REQUEST:
Reproduce every one of the items below word for word, keeping their order.
------------------------------------------------------------------------
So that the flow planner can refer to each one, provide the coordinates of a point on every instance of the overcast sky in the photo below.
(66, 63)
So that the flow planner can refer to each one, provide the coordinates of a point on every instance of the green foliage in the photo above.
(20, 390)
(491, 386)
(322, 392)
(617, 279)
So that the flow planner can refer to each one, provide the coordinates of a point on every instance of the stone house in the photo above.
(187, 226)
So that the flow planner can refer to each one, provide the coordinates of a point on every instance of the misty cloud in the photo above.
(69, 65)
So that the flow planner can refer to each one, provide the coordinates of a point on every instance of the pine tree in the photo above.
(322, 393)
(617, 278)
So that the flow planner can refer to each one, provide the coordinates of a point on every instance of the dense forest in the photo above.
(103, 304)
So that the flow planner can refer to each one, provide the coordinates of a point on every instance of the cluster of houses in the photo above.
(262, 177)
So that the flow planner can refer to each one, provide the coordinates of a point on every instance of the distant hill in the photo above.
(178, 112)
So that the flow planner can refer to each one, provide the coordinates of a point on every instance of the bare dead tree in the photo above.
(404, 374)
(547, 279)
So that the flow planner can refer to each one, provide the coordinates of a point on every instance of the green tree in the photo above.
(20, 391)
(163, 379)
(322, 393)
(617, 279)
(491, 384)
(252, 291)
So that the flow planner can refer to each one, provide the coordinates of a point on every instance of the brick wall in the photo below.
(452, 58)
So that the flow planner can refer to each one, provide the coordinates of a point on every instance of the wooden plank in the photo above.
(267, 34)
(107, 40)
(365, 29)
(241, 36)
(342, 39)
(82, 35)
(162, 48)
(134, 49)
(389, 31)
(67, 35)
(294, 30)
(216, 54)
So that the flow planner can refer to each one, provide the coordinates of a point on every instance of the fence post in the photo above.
------------------------------------------------------------------------
ANSWER TO THE PROBLEM:
So that the flow planner can refer to each one, provide the coordinates of a point on every instance of the overcast sky in the photo below.
(66, 63)
So that the flow planner can refer to each one, provide the coordinates of a point on every instance of the green foliage in the photo above.
(20, 390)
(491, 386)
(322, 392)
(617, 279)
So that the flow planner can refer to each one, provide the coordinates of a point on every instance of the stone house in the photo above.
(187, 226)
So that the flow planner can refer to each one, provide the coordinates of a point on every instance of the misty cloud in the photo above.
(69, 65)
So that the flow planner can refer to each one, provide the coordinates of a point on every instance of the pine tree in the photo above.
(322, 393)
(617, 278)
So that the flow planner can refer to each one, provide the coordinates of a point on every instance of the dense forest in the photo above.
(103, 304)
So that the flow planner can refer to each one, provide the coordinates of a point on every instance of the cluster of houses in the photo above.
(262, 177)
So that the flow planner can refer to each one, provide the coordinates of a point on every instance of the distant hill in the photo above.
(178, 112)
So that the flow planner can refer to each one, provide the coordinates of a point on every instance of the bare dead tree in the photo above.
(404, 374)
(547, 279)
So that the flow planner can refer to each one, provide the coordinates of a point on every instance of the green tree in the photo above.
(20, 391)
(163, 379)
(322, 393)
(617, 279)
(491, 384)
(252, 291)
So that the flow planner can refer to each one, provide the coordinates of a point on every instance of the brick wall in the photo below.
(452, 58)
So that the flow planner can refer to each one, provide the coordinates of a point on every instance of the wooden plank in the photo above.
(267, 34)
(107, 40)
(365, 29)
(241, 36)
(342, 39)
(82, 35)
(162, 48)
(134, 49)
(389, 31)
(67, 35)
(294, 30)
(216, 54)
So that the flow planner can refer to each one, provide the coordinates of a point on every instance of the fence post in the photo above.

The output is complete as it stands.